▶ [Excerpt provided]:

+ + + + +

Almost immediately following a surge of soil blocking and seeding, we discovered a mouse had gotten into the germination chamber and made rather merry. In re-seeding we opted to try something new: seeding into strip trays (giving us space to get them started in the living room – no mice) and then potting-up into soil blocks. We didn’t get photos of this process, but imagine playing Operation, tenderly, precisely, and with muddy fingers, setting a tiny, bareroot tomato seedling in a ½” diameter hole. So far, everyone looks good. Except the mouse.
Despite last year when we lost most of our seed to rot before planting, we’re growing ginger and turmeric again. In mid-February, the seed were spread out to pre-sprout in flats of coir. No sign of the turmeric yet, it’s slower to get going; the ginger is popping up with gusto. Some shoots are putting on 2” a day – this may be in response to poor light and/or excitement at being shuffled back and forth between the house and the greenhouse as temperatures shift.
The very best bit: we have ducks! Ten 2-week-old ducklings, of “assorted breeds.” These are meat ducks, an extra special addition (a lanyard, so to speak). We have much to learn about pasturing ducks and butchering ducks, we’ve signed up for an immersion program (see what happened there?). AND in a webbed-foot related moment of weakness, we (to be more clear, that’s me, Trish) adopted three one-year-old laying ducks – “these are really good layers, so many eggs!” In my defense, we can handle lots of eggs (duck eggs!? dreamy) and we’re going to have to figure out the water on pasture situation here soon, so why not immediately? Jeremy hesitatingly accepted my batting ducky eyes. The ducks were dropped off on Saturday afternoon as we finished building a super sweet duck cabana for them. On Sunday as we were watching them get settled in, we quickly noticed that just one of these ducks is a laying duck. The others are drakes. Jeremy was very kind in letting me go duck-wild, but this adoption really was against all the rules. No after-Easter cast-offs, no butchering service for old or male birds, no sanctuary for long term senior living, no adopting other people’s problems. Sure, I feel like a champion sucker, but these “ladies” are exceedingly fun to share space with.

+ + + + +

▶ [Recorded information]:
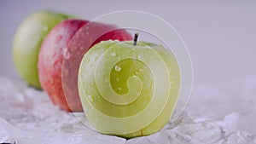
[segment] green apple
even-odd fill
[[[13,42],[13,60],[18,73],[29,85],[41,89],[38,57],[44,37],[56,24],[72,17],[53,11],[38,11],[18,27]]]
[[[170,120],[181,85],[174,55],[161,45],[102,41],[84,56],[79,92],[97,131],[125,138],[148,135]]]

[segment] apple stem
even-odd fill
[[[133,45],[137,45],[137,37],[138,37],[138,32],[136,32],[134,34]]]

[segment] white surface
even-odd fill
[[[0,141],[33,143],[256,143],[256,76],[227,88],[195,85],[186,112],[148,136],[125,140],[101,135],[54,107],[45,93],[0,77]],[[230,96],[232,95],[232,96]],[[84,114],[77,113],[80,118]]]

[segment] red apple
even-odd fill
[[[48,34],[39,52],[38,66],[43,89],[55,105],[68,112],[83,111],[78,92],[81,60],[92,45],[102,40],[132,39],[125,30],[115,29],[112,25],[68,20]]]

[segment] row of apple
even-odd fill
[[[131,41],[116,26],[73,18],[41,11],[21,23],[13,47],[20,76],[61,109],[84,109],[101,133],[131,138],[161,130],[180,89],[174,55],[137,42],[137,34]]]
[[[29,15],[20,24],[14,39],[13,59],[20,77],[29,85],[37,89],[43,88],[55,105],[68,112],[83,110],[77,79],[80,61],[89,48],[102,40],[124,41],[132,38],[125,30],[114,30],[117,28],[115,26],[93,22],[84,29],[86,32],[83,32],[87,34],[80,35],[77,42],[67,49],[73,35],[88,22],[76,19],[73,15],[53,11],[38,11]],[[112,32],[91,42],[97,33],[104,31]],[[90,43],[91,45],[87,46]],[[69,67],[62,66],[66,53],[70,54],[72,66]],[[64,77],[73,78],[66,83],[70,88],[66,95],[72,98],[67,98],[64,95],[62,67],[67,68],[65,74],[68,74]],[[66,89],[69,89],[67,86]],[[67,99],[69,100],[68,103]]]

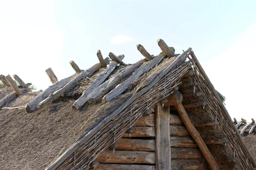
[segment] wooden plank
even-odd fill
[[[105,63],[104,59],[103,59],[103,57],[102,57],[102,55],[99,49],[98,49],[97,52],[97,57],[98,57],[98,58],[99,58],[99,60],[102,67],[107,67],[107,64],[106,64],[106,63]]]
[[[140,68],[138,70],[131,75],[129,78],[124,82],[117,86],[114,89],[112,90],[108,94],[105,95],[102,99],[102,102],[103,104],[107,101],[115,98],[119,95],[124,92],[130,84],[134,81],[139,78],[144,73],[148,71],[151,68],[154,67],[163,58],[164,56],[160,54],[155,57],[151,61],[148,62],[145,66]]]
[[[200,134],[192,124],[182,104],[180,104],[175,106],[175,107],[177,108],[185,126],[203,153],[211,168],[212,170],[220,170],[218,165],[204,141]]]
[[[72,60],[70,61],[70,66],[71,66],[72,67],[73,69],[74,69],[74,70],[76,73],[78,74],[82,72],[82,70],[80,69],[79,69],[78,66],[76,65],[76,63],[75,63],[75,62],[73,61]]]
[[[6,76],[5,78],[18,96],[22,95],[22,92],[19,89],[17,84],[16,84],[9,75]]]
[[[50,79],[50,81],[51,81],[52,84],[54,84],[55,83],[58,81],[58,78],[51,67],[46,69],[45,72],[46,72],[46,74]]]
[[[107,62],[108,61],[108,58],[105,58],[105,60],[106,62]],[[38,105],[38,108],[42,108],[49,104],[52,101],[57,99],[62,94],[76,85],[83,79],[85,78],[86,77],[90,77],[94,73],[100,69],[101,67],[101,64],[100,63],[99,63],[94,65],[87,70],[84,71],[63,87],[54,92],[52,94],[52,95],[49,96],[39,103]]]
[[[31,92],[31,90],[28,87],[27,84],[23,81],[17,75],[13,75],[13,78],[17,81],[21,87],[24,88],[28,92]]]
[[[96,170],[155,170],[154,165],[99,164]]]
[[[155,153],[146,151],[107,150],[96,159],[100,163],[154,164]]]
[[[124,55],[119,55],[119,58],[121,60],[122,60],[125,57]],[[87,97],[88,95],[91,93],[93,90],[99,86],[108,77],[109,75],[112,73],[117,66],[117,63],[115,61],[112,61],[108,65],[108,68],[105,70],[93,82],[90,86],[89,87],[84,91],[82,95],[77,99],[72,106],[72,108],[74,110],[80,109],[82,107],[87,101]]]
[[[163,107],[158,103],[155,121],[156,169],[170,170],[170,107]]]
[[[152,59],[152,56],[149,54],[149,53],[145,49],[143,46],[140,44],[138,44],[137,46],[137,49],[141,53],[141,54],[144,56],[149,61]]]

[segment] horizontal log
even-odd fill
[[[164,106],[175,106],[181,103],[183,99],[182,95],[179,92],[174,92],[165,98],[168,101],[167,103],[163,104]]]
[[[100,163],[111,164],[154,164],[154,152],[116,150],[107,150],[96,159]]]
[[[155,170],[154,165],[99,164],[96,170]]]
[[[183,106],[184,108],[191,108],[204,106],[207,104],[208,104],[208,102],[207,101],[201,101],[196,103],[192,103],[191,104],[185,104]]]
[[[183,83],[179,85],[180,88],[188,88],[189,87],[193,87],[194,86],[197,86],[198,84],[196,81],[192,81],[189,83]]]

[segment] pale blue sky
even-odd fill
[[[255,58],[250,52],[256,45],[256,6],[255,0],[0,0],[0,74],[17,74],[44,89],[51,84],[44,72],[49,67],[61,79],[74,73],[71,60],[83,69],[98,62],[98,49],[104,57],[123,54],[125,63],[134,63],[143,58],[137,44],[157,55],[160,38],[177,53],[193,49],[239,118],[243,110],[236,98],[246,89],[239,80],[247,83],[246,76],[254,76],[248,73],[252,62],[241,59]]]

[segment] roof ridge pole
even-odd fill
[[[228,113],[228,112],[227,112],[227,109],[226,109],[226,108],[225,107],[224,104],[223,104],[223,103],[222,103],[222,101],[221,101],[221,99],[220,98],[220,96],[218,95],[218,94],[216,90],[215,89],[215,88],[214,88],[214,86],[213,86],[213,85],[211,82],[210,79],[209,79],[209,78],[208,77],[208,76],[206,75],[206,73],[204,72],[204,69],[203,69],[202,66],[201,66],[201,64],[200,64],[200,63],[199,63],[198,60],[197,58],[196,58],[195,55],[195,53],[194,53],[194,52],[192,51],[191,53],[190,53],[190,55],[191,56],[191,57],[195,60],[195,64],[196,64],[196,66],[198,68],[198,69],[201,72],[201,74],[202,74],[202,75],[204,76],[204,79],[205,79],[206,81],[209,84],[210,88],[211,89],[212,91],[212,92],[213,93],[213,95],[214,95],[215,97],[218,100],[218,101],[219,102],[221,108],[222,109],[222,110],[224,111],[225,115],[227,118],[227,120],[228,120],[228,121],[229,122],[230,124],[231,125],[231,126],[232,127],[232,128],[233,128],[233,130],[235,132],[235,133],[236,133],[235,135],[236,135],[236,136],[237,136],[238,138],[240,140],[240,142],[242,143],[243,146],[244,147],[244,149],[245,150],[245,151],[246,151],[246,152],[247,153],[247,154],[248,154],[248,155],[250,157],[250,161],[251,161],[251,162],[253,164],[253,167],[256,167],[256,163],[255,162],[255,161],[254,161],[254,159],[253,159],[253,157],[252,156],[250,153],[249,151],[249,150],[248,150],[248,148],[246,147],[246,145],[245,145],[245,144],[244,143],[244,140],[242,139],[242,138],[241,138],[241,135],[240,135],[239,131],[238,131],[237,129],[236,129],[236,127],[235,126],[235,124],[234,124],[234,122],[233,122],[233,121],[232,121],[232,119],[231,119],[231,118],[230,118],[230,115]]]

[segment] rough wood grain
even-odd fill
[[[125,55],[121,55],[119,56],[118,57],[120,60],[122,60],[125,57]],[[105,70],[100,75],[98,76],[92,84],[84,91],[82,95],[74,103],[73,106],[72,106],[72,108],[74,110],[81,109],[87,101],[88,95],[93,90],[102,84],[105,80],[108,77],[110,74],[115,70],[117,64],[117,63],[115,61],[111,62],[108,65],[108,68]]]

+ + + + +

▶ [Your objective]: Continue the farm update about the reseeded tomatoes, the ginger and turmeric, and the new ducks, picking up right after its final sentence.

▶ [Response for this exercise]:
In other fully expected, yet nonetheless heartily anticipated, springy news – the rhubarb is bursting forth with earth trembling abandon, along with Jeremy’s ever growing bulb blitz of early crocuses and hyacinths and daffodils. Rows of peas are beginning to appear in the field. Garlic beds are now sporting greens 8-10” tall. We’ve seen 4 types of butterflies already this spring, but curiously only one bee. Garter snakes have been appearing in the sunshine in the field. The seemingly ceaseless task of brome removal in our field beds has begun for the season. And as for birds: robins, grackles, goldfinches, killdeer, red-winged blackbirds, crows, seagulls, hawks, vultures, and even a couple of meadowlarks, which have been rare visitors for us. Yesterday the sun was shining and today we have snow, springtime just as usual.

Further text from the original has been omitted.